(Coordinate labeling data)
▼

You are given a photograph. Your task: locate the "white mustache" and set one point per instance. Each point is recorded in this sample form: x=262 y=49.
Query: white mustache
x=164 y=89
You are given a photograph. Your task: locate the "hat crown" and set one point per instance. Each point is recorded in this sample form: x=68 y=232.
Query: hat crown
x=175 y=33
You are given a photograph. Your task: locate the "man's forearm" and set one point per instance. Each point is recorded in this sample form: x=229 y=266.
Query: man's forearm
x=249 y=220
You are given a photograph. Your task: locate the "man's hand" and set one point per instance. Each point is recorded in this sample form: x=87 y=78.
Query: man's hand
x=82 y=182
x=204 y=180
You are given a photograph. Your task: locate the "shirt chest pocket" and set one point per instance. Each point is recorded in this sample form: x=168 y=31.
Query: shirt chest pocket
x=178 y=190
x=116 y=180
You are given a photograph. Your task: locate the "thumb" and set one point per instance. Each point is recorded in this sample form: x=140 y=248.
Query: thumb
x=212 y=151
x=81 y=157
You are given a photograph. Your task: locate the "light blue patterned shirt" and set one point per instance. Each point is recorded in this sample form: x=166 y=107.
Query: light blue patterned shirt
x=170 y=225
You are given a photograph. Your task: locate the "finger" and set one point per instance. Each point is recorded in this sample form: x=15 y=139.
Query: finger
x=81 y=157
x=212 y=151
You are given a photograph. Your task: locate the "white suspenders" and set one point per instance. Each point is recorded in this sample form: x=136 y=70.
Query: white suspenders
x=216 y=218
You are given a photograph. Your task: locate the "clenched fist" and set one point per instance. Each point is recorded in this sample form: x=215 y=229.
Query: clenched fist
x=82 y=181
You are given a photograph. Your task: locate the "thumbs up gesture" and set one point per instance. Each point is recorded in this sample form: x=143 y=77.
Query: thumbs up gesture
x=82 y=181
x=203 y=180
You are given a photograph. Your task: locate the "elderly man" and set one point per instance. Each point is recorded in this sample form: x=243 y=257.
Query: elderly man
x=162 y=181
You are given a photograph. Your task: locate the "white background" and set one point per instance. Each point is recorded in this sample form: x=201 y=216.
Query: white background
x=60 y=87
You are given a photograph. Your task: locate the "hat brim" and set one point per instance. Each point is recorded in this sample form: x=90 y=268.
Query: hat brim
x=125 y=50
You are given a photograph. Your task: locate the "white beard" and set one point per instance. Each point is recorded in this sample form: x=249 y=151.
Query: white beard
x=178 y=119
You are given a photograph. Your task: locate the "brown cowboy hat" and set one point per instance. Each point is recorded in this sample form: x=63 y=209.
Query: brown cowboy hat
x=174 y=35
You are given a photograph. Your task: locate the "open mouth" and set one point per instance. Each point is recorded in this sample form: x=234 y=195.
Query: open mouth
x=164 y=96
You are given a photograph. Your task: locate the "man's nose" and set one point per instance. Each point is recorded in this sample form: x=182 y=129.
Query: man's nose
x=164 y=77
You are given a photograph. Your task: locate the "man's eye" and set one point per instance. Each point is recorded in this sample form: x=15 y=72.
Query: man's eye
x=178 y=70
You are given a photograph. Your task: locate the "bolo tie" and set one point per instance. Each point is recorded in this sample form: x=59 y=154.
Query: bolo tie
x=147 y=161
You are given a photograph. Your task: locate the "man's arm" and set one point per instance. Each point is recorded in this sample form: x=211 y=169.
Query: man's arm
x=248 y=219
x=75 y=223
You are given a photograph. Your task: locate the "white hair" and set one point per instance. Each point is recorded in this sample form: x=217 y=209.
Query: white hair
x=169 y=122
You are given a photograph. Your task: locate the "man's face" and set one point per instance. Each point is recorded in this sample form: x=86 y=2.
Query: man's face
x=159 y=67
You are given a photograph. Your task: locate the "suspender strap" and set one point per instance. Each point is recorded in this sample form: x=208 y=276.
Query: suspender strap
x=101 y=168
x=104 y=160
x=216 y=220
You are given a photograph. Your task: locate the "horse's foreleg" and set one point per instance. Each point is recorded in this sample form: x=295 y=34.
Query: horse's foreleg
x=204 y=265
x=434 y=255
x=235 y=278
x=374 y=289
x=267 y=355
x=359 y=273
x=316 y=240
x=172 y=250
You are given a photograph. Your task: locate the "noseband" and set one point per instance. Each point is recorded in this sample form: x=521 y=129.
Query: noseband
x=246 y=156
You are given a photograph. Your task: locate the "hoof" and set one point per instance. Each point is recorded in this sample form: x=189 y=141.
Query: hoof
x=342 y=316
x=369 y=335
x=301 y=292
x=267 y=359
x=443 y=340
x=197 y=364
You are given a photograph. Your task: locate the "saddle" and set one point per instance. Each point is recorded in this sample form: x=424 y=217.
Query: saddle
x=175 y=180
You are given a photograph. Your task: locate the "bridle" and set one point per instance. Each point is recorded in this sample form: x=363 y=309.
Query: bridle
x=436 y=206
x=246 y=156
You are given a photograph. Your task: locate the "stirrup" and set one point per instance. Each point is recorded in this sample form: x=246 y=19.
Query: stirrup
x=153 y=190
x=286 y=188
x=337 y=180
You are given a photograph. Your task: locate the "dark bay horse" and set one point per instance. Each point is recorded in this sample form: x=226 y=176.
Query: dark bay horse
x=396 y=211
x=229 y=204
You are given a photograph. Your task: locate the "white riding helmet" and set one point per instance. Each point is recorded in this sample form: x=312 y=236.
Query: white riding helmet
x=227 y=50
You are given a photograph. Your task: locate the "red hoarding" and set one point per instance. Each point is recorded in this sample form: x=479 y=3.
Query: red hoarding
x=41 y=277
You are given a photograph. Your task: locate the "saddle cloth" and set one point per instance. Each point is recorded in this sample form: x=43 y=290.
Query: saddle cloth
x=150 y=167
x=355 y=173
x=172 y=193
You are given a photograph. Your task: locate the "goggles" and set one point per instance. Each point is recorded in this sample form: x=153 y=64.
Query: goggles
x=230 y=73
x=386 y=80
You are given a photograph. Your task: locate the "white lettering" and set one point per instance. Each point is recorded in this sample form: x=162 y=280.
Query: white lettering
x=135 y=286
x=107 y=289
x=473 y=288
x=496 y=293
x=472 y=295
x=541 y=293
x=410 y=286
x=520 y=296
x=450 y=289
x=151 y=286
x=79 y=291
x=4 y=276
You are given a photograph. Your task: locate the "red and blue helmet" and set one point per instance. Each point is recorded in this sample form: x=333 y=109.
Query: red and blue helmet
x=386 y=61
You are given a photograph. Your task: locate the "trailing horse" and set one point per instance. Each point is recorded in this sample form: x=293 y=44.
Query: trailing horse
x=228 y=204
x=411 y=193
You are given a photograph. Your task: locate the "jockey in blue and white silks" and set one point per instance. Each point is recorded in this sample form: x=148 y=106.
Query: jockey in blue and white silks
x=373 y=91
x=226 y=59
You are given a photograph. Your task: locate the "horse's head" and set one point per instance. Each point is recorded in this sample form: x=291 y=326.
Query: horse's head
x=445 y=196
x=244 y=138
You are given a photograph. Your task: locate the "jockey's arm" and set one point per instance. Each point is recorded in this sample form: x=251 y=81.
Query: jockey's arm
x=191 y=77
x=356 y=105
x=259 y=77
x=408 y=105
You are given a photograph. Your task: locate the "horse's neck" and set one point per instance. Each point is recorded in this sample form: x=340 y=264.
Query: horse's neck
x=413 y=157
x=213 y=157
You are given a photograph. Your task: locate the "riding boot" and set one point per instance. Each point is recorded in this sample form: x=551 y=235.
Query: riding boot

▲

Move every line from the one with "form: x=340 y=264." through the end of the rows into your reply, keeping the requests, and add 101 to each coordinate in the answers.

» Result:
You are given a photograph. Your task: locate the "horse's neck" and set one point per instance. Each point is recorded in this sample form: x=340 y=264.
Query: horse's neck
x=514 y=258
x=314 y=258
You are given a photograph. Your task: locate the "riding boot" and set one point per instance. Each point is recorded in this sample form: x=551 y=235.
Query: riding boot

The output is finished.